Records excerpted from a collection:
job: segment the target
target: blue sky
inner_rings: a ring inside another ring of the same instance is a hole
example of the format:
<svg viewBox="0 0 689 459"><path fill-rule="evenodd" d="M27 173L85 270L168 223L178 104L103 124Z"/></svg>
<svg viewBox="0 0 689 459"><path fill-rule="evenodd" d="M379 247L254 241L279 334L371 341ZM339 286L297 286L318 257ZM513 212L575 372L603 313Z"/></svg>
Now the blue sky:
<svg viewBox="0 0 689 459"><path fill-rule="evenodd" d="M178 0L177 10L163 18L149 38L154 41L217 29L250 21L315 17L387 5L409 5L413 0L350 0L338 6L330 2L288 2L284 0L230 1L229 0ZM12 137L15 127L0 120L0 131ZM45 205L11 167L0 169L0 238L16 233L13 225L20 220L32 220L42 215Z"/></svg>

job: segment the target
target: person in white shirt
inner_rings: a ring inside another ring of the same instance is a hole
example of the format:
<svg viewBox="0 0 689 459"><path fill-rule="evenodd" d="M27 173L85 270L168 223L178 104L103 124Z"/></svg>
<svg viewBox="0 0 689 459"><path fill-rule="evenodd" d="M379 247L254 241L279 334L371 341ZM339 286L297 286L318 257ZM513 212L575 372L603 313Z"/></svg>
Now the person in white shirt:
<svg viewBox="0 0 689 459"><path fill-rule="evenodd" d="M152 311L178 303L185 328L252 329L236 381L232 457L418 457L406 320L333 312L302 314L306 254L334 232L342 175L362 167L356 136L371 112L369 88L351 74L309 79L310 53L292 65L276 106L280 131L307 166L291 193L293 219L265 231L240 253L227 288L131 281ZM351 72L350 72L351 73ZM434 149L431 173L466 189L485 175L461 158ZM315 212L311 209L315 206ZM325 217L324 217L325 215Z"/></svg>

▶ PROBLEM TO WORK ON
Render all of the data above as a two-column CSV with the headers input and output, one row per job. Put the job's text in the first column and its answer in the second, each in a single quoted field with line breaks replaced by spaces.

▶ RESULT FOR THIS EXERCISE
input,output
"job: segment the target target: blue sky inner_rings: a ring inside another ring of the same instance is a hole example of the format: <svg viewBox=""0 0 689 459""><path fill-rule=""evenodd"" d=""M27 173L85 270L168 223L178 104L103 124Z""/></svg> <svg viewBox=""0 0 689 459""><path fill-rule=""evenodd"" d=""M379 247L254 241L279 334L371 341ZM339 286L297 286L318 257ZM513 212L575 372L603 313Z""/></svg> Now the blue sky:","<svg viewBox=""0 0 689 459""><path fill-rule=""evenodd"" d=""M178 0L177 10L163 18L149 38L154 41L217 29L250 21L315 17L387 5L409 5L413 0L350 0L338 6L330 2L288 2L284 0L230 1L229 0ZM12 137L15 127L0 120L0 131ZM45 205L11 167L0 169L0 238L16 233L13 225L20 220L32 220L42 215Z""/></svg>"
"job: segment the target target: person in white shirt inner_rings: a ring inside another ring of the same instance is a hole example of the format: <svg viewBox=""0 0 689 459""><path fill-rule=""evenodd"" d=""M27 173L85 270L168 223L178 104L103 124Z""/></svg> <svg viewBox=""0 0 689 459""><path fill-rule=""evenodd"" d=""M379 247L254 241L279 334L371 341ZM339 286L297 286L318 257ZM513 212L575 372L603 313Z""/></svg> Now the person in white shirt:","<svg viewBox=""0 0 689 459""><path fill-rule=""evenodd"" d=""M152 311L178 303L185 328L252 329L236 381L232 457L418 457L406 320L333 312L302 314L306 254L334 232L342 175L362 167L356 136L371 112L369 88L351 74L309 79L310 53L292 65L276 106L280 131L307 166L291 193L293 219L265 231L240 253L227 288L131 281ZM351 72L350 72L351 73ZM434 149L431 173L466 189L485 175L461 158ZM315 212L311 209L315 206ZM325 217L324 217L325 215Z""/></svg>"